A(I→F) = AF - AI = -kbT·ln(<eβ·(UF-UI)>I)

Here, β-1=kbT, A denotes the Helmholtz free energy, and U the internal energy. This free energy perturbation (FEP) formula forms the basis for the more complex Bennett Acceptance Ratio method (BAR). It is generally taken advantage of microscopically by running a simulation at a single condition (for example I), but evaluating energies at both conditions F and I to accumulate the thermodynamic average in above equation. The convergence of this formula is very poor if the ensembles corresponding to the two conditions are very different. Therefore, the two end states of the solvation process are interpolated by a series of numerically appropriate, unphysical states. With free energy being a state function, the total free energy for the process can then be recovered as the sum of stepwise perturbations between sufficiently similar states:

A(I→F) = AF - AI = -kbT·Σi=1,N-1ln(<eβ·(Ui+1-Ui)>i)

By flipping states I and F, we can define a formally equivalent process that in practice often behaves somewhat differently (in terms of systematic errors and convergence properties). The reason lies in the directionality of the process (one is either "growing in" or "fading out" the solute molecule) coupled to the properties of the exponential average. The BAR method can be thought of as a self-consistent way to treat both directions at the same time, and is thus the superior estimator.
In summary, our tutorial will consist of a set of parallel but non-exchanging simulations able to determine the FES of methanol in water by scaling interactions according to a sufficiently fine schedule. It will cover the previously untouched field of free energy growth methods within CAMPARI and explain a few more details regarding multi-Hamiltonian simulations in parallel execution. Many details and algorithms will be touched upon briefly, and the reader is referred to the literature for appropriate background knowledge. This tutorial does aim to provide answers for why certain choices are necessary and others would be unacceptable. It naturally builds on both Tutorial5 and Tutorial6, which both deal with molecular dynamics simulations in liquid water.

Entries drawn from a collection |
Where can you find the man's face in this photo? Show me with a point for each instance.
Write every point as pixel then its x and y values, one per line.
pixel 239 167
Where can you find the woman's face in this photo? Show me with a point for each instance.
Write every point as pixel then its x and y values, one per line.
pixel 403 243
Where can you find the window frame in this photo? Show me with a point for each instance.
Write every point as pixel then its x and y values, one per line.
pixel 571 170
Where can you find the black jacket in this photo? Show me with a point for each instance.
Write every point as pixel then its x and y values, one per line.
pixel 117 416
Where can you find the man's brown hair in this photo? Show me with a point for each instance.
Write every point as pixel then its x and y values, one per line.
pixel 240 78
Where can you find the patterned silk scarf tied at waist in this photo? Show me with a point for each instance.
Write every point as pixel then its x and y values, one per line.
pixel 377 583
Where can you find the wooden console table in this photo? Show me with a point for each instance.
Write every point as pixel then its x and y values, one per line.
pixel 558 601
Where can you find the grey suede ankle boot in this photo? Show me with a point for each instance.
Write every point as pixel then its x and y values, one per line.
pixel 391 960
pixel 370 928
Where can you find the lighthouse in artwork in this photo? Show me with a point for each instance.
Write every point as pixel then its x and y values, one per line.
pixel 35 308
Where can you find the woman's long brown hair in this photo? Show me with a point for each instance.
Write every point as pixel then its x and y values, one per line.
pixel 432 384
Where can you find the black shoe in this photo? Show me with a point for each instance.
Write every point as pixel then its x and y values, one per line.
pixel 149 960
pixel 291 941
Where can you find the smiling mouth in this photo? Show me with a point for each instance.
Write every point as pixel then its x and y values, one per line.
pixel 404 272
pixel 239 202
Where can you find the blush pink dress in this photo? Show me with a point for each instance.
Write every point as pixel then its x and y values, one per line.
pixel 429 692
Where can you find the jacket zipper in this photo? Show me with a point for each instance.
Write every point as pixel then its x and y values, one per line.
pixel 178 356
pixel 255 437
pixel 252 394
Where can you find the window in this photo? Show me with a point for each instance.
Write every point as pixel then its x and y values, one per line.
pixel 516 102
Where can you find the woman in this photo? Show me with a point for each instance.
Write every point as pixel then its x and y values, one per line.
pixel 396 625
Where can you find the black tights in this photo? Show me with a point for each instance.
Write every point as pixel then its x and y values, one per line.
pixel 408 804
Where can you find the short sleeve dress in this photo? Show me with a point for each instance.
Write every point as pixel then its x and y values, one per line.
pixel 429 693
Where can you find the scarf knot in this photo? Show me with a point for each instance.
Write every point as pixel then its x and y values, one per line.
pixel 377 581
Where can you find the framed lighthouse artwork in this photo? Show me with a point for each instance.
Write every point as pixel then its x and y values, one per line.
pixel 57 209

WHAT THIS TASK INVOLVES | Could you extract the passage of the free energy perturbation text from "By flipping states" to "the superior estimator.", copying it word for word?

SOLUTION FOR THIS PROBLEM |
By flipping states I and F, we can define a formally equivalent process that in practice often behaves somewhat differently (in terms of systematic errors and convergence properties). The reason lies in the directionality of the process (one is either "growing in" or "fading out" the solute molecule) coupled to the properties of the exponential average. The BAR method can be thought of as a self-consistent way to treat both directions at the same time, and is thus the superior estimator.